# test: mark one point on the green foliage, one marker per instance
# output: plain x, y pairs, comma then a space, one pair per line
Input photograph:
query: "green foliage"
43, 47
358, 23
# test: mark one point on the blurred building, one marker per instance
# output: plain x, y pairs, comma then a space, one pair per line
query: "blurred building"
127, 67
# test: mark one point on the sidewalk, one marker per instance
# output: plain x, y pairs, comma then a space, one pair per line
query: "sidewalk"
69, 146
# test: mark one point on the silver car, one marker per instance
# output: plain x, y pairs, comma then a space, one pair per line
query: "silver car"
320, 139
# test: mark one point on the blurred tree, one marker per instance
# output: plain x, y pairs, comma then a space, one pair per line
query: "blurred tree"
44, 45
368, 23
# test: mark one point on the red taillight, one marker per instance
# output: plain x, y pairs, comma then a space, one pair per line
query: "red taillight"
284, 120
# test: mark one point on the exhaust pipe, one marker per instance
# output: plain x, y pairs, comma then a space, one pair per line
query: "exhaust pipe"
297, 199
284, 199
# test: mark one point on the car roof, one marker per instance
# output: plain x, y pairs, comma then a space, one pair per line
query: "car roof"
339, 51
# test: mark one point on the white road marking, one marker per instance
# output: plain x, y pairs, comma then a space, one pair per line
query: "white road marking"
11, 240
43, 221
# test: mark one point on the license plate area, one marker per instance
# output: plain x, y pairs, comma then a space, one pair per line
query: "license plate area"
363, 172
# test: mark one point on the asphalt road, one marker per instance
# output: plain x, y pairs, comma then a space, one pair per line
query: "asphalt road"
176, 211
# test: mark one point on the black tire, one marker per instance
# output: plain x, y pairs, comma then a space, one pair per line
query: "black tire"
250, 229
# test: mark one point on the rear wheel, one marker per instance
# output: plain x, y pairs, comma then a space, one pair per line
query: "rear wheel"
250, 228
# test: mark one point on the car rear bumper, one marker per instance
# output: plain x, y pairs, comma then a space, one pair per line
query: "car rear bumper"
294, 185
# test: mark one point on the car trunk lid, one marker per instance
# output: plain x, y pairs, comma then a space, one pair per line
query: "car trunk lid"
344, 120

※ ※ ※

### Required task
Please output every record, keeping each line exact.

### Result for this exercise
# test: mark one point on the green foliage, one marker per instance
# output: plain x, y pairs, comma then a space, one pair per line
Input photograph:
query: "green foliage"
43, 47
358, 23
# test: mark one point on the blurred building, one marker per instance
# output: plain x, y pairs, comma then a space, one pair per line
query: "blurred building"
127, 67
# test: mark one point on the sidewalk, one marker per instance
# output: plain x, y pairs, comma then a space, one pair per line
query: "sidewalk"
69, 146
# test: mark one point on the silver car, one marker per instance
# output: plain x, y pairs, comma then a space, one pair per line
query: "silver car"
320, 139
# test: mark one point on the blurred tree, one marker per instance
# output: plain x, y pairs, comma then a space, one pair per line
query: "blurred tree"
44, 45
368, 23
# test: mark one point on the red taillight, one marker per instance
# output: plain x, y pairs, comma then a space, one pair per line
query: "red taillight"
284, 120
# test: mark one point on the exhaust pipe, one marker per instance
# output: plain x, y pairs, comma then a space, one pair per line
query: "exhaust pipe"
297, 199
284, 199
# test: mark one point on the car roof, one marker per instance
# output: plain x, y pairs, comma then a space, one pair per line
query: "car roof"
339, 51
# test: mark one point on the white road marking, one marker per instance
# output: plain x, y pairs, comma then a space, one pair per line
query: "white road marking"
11, 240
43, 221
# test: mark one point on the license plate area, one marker per instance
# output: plain x, y pairs, comma then a space, one pair per line
query: "license plate area"
363, 172
# test: mark one point on the asphalt road, one marker per instance
# output: plain x, y pairs, comma then a space, one pair per line
query: "asphalt road"
176, 211
# test: mark one point on the black tire, one marker per instance
# output: plain x, y pairs, comma then a space, one pair per line
query: "black tire"
250, 229
# test: mark one point on the rear wheel, one marker per instance
# output: plain x, y pairs, comma then a space, one pair per line
query: "rear wheel"
250, 228
# test: mark one point on the car rear bumper, one marker per instance
# output: plain x, y pairs, comma then a space, one pair per line
query: "car rear bumper"
294, 185
# test: mark one point on the car trunk lid, one marker per instance
# output: plain x, y pairs, comma then a space, one pair per line
query: "car trunk lid"
344, 120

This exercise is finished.